# start of SUPPLIED MATERIAL

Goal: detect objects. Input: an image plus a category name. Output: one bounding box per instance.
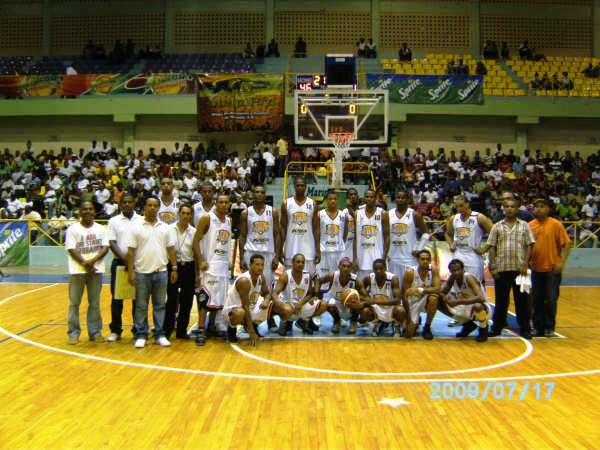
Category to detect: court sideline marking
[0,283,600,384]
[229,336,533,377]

# end of SUPPLIED MATERIAL
# start of SUPPLIED MATERIAL

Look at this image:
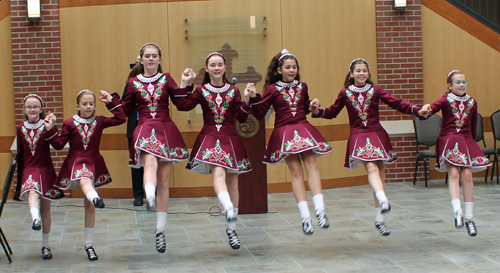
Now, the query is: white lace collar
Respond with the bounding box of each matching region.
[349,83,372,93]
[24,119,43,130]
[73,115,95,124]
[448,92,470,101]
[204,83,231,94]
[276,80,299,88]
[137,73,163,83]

# end of SUPPLIED MATERIAL

INSTRUCTIONS TO FOLLOW: Write out everything above from the line containing "Look at this" down to the line containing "[137,73,163,83]", including both of those lines. Leave the pictures out of your answer.

REPLY:
Look at this image:
Now, the query is: white lace collar
Respond with the bounding box of each matching region.
[349,83,372,93]
[24,119,43,130]
[73,115,95,124]
[448,92,470,101]
[204,83,231,94]
[276,80,299,88]
[137,73,163,83]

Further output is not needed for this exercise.